• [Records for the exercise]
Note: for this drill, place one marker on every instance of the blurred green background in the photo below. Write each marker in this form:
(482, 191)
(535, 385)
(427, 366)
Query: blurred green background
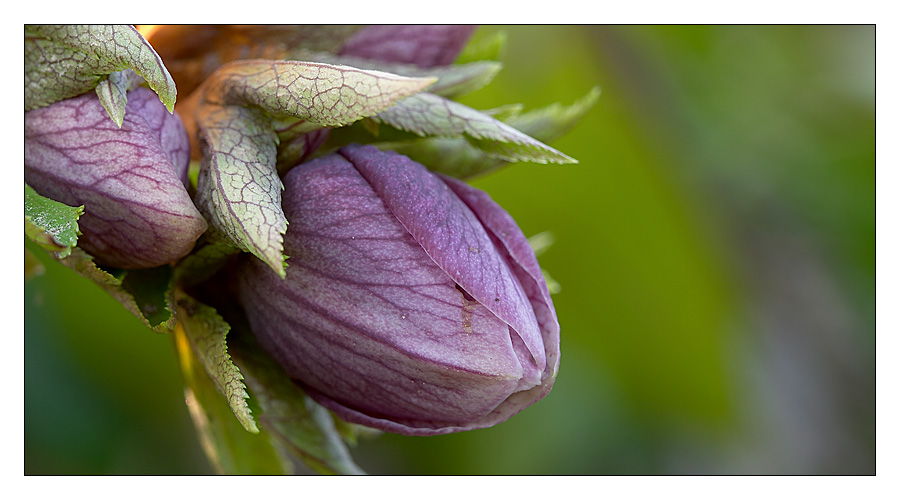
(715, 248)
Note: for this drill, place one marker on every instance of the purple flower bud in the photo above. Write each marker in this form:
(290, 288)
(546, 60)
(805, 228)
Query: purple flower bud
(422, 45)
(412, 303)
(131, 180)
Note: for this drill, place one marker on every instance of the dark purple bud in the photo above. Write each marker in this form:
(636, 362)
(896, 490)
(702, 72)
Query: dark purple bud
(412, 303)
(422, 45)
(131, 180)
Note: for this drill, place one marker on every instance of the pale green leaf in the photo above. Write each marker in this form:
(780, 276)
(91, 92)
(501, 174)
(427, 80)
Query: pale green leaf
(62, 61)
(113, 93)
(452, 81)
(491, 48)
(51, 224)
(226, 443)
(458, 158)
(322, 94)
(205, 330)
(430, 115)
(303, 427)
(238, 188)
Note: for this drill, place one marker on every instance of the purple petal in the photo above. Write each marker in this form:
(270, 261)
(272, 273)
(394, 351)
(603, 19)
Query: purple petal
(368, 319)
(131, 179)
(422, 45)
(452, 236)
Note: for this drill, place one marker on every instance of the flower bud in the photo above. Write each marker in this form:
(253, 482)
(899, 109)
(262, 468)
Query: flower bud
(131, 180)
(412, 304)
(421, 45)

...

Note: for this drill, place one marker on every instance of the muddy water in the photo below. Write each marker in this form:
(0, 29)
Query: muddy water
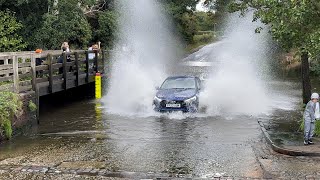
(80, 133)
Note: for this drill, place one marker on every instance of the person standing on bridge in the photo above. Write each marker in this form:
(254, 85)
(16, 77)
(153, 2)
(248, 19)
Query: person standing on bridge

• [Aim] Could you return the lines of the items above word for word, starting at the line that contains "of the muddy" and ending at the line that contains "Query: person standing on bridge", with both of those lines included and the picture left out?

• [Solution below]
Note: for this drill, place one marker on every instance of the muddy water in the photo below. Write each marker in this form:
(0, 29)
Query: muddy water
(80, 133)
Note: for this drill, place one marker on every instance of the person standing on bridge in the photo above. Write each marker in this form:
(254, 85)
(16, 77)
(153, 2)
(248, 19)
Query: person standing on bridge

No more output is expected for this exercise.